DOCUMENT SEGMENT:
%%

# Nico, a PEW Male - Round Rock, Texas



## sheathepanda (Feb 10, 2010)

I have a PEW(Pink eyed white) male rat named Nico i've had since the day he was born.
He's 1.5 years old now.
He's the last of the rats I have, since found homes for all of his brothers and sisters, and his mother passed away.
I was literally there when he was born.
It's come time for me to part with him though.
Between school, work, and well, more work, I have absolutely no time to spend with him, and since he lives alone, it's just unfair for him to only interact with me at feeding time.

This rat is pretty special to me.
For a while, he would make trips to school with me during my last class periods, and sleep in my shirt as I walked around talking to people. 
He's an absolute ladies man, who's favourite thing is to find his way into a girls shirt/jacket, and fall asleep there. He's an absolute snuggle bug when it comes to girls, especially liking to play with their hair, and investigate their ears.
He's not very fond of men. He'll tolerate being held by them, but he has a penchant for trying his hardest to find a way to get into their lap, and rather rudely bite them on the crotch. It's happened multiple times, and always with guys.
He's also not very fond of other rats(hence the being alone). His last cage mate was severely injured, and subsequently scarred, when a large fight broke out between them, with Nico tearing up a great deal of the other rats throat. They had lived well for over a year together before that. I tried introducing him another time to a younger male, and he wouldn't take to that one either.
So i'm looking for a home that will keep him in his own cage, or manage to find a way to introduce him to another rat that he may get along with. 
I have a 10 gallon cage topper than can go with him for $10. It has a food bowl, and I have a water bottle that can go with it too. 
Nico himself is free, because I trust the people on this site aren't exactly patrolling it looking for snake food. 
Please feel free to message me on here, or email me at [email protected].

Here's a picture of him taken about 4 months ago.


----------



## Tink_JCF (Mar 31, 2011)

He is so cute! I used to live in Texas in the Fort Worth/Dallas area. We have family there still and are planning a trip there in the next couple of weeks. I would take him but my parents turned my down a few days ago on some cute babies that were males. Just now I tried again with my mom because somebody I know has some pet rats and was wanting to know if I would take them, but no luck


----------



## sheathepanda (Feb 10, 2010)

Dang!
Sorry to hear about your luck.
My parents didn't really have an option when it came to me getting more rats.
I adopted two females to keep my oldest female company, and they were both pregnant.
I was furious and excited all at the same time. xD
Good luck with getting more ratties!
Parents are tough to convince sometimes.


----------



## smesyna (Nov 22, 2010)

He is intact I'm guessing? Just asking, because adopters may be interested to know because there's a chance with a neuter he will be able to get along with some other rats, and he is still young enough for one if he is in good health.


----------



## sheathepanda (Feb 10, 2010)

He is intact. Do you know how much something like that usually cost?


----------



## smesyna (Nov 22, 2010)

It varies a ton, so you should call your vet and ask what they would charge. I've seen people say anywhere from 50-300.


----------

%%

RAW DATA:
%%

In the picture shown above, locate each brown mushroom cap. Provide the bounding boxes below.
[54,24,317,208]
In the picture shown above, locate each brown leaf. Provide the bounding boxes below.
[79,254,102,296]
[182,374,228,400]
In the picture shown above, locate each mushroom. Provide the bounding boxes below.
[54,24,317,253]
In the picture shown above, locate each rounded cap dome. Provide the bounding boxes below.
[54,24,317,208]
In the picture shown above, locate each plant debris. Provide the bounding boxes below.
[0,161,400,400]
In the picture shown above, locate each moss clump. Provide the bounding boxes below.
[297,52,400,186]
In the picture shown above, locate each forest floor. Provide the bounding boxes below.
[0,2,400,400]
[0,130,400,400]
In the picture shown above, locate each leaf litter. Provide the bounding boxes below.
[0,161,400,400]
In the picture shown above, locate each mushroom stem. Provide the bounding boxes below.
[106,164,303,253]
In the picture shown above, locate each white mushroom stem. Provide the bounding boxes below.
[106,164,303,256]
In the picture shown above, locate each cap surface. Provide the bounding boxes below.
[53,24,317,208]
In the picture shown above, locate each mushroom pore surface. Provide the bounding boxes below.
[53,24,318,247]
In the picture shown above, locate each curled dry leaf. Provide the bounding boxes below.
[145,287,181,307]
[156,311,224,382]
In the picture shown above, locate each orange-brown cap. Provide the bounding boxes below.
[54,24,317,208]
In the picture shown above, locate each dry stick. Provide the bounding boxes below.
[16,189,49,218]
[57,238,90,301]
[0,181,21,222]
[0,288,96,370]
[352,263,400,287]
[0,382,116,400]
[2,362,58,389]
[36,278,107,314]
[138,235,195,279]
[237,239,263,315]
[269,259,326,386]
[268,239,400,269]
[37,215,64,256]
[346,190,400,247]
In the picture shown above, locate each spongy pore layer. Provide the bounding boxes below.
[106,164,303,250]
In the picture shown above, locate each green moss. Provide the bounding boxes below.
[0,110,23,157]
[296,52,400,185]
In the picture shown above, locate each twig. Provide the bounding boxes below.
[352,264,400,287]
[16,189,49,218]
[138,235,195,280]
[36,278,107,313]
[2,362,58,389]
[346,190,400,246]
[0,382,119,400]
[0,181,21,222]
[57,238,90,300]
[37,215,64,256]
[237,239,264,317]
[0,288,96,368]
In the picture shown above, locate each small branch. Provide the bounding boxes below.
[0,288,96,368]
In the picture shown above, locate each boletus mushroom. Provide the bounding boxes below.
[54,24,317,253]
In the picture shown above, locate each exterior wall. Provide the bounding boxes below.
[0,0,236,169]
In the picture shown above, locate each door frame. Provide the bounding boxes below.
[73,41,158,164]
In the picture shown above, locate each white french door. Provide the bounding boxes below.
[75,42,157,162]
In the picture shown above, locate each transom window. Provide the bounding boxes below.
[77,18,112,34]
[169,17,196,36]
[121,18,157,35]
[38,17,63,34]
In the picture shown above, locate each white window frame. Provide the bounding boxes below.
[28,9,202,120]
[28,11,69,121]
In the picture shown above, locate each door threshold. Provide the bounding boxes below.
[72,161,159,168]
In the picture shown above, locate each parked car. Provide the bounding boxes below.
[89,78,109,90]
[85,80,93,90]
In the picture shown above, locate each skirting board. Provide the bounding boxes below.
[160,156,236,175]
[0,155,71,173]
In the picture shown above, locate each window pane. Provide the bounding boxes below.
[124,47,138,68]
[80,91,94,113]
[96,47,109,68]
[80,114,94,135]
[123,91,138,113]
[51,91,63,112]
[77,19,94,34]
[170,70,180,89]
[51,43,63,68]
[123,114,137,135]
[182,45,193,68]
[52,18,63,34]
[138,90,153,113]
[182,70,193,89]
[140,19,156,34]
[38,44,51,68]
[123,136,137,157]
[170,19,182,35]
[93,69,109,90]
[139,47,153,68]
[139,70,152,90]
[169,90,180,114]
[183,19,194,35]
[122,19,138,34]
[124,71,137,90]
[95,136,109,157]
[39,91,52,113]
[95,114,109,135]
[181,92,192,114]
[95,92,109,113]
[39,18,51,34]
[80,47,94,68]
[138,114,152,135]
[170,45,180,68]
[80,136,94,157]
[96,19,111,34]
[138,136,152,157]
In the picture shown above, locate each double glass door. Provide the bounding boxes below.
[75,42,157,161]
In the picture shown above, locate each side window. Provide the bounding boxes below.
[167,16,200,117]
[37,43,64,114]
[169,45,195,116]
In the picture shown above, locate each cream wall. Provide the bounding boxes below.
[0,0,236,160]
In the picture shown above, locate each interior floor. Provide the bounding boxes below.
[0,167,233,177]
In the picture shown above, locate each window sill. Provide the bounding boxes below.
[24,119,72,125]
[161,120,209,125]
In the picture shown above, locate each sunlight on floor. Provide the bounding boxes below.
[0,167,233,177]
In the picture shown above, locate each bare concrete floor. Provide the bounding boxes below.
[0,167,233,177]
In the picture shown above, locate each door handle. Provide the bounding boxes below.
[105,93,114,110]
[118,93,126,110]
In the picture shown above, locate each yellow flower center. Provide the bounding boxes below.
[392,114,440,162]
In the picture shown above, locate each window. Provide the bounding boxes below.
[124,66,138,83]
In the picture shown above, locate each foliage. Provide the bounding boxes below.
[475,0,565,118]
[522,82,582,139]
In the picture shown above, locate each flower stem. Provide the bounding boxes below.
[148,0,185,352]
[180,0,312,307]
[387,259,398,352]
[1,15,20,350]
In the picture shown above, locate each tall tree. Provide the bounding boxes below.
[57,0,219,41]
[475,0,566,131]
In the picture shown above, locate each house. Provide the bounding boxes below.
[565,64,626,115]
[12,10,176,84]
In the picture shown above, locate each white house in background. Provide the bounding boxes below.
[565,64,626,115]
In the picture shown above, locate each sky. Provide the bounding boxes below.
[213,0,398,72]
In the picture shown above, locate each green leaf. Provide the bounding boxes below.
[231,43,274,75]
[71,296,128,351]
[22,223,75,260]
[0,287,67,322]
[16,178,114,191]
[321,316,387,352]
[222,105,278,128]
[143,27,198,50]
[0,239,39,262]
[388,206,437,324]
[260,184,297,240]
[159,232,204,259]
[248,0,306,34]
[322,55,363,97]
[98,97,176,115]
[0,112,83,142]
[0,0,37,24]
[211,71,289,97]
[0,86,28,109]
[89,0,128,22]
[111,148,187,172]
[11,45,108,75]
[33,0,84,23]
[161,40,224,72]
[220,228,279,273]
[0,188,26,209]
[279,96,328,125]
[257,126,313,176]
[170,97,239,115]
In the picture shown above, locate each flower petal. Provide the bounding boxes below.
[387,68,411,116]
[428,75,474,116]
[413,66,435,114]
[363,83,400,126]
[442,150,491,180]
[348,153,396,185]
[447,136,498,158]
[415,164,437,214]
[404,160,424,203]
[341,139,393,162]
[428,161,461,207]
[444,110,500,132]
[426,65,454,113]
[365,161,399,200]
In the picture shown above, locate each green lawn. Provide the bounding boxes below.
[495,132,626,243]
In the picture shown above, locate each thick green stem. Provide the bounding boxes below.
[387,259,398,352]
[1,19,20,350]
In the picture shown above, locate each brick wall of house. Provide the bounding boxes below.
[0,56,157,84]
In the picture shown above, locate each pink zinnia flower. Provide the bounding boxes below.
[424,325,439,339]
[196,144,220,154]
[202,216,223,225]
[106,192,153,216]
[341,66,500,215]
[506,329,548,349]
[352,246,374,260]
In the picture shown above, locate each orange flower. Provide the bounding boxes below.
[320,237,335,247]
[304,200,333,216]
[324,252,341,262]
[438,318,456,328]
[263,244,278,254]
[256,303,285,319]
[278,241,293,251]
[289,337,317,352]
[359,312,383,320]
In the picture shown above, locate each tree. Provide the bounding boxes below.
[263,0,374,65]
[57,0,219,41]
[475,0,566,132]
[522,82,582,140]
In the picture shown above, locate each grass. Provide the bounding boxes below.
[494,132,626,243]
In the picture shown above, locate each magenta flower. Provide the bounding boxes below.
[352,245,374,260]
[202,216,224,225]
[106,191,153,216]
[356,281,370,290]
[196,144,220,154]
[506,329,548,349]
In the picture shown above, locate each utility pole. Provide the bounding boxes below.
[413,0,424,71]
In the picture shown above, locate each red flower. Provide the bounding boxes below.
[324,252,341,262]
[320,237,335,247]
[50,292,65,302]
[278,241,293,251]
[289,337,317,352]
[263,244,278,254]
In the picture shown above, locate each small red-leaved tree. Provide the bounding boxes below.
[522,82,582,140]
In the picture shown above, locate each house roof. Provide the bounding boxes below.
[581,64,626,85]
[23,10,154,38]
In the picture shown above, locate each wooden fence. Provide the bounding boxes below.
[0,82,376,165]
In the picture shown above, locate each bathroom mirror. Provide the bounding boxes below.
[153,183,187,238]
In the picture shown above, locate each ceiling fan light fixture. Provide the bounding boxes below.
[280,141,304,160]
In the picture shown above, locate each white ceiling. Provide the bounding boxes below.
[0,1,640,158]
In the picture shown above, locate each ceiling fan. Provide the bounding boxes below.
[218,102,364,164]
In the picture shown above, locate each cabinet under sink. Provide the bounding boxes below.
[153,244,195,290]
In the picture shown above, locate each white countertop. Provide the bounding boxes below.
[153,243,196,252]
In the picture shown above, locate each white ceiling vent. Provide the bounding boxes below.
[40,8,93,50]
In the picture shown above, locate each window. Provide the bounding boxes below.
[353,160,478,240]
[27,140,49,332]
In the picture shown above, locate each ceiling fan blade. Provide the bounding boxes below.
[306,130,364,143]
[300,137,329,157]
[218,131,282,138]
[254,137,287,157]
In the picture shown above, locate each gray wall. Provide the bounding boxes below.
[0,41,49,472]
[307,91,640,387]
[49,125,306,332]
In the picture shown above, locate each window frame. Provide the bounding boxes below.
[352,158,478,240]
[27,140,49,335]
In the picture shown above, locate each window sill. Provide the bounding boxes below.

%%

JOB 1:
In the rat adoption thread, rewrite the paragraph beginning "I have a PEW(Pink eyed white) male rat" as a short bulleted list that keeps its main facts.
JOB 2:
Edit the rat adoption thread: write out everything from "He's the last" down to "when he was born.", with "brothers and sisters" changed to "siblings".
JOB 3:
Answer these questions about the rat adoption thread:
(a) What price does the poster ask for the 10 gallon cage topper?
(b) What happened to Nico's last cage mate?
(c) What range of neutering costs has smesyna seen people mention?
The records are separate from the rat adoption thread.

TASK OUTPUT 1:
- Nico is a pink-eyed white (PEW) male rat the poster has had since his birth, which the poster was there for.
- He is 1.5 years old.
- He is the poster's last rat: his siblings all found homes, and his mother died.
- The poster must give him up because school and work leave no time for him, and since he lives alone, seeing the poster only at feeding time is unfair to him.

TASK OUTPUT 2:
He's the last of the rats I have, since found homes for all of his siblings, and his mother passed away.
I was literally there when he was born.

TASK OUTPUT 3:
(a) $10.
(b) It was severely injured and scarred in a large fight, in which Nico tore up much of its throat.
(c) Anywhere from 50 to 300.